Reformat the entries below as a numbered list, omitting any blank lines.

* * * * * * * * *

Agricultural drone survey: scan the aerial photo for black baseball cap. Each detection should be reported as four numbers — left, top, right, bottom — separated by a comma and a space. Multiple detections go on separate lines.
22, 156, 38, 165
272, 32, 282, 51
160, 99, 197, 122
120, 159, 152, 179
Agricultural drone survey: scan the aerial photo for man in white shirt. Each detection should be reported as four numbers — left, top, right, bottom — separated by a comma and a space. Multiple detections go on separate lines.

* * * * * * * * *

▸ **ANSWER**:
1. Agricultural drone survey: scan the aerial photo for black baseball cap. Each detection should be reported as four numbers — left, top, right, bottom — separated by a comma and a space. Multiple detections go on separate lines.
2. 22, 156, 38, 165
3. 272, 32, 282, 51
4. 160, 99, 197, 122
5. 120, 159, 152, 179
6. Agricultural drone survey: scan the aerial photo for man in white shirt. Each detection should be reported as four numbers — left, top, right, bottom — separated by a comma and a space. Multiple detections go on separate lines.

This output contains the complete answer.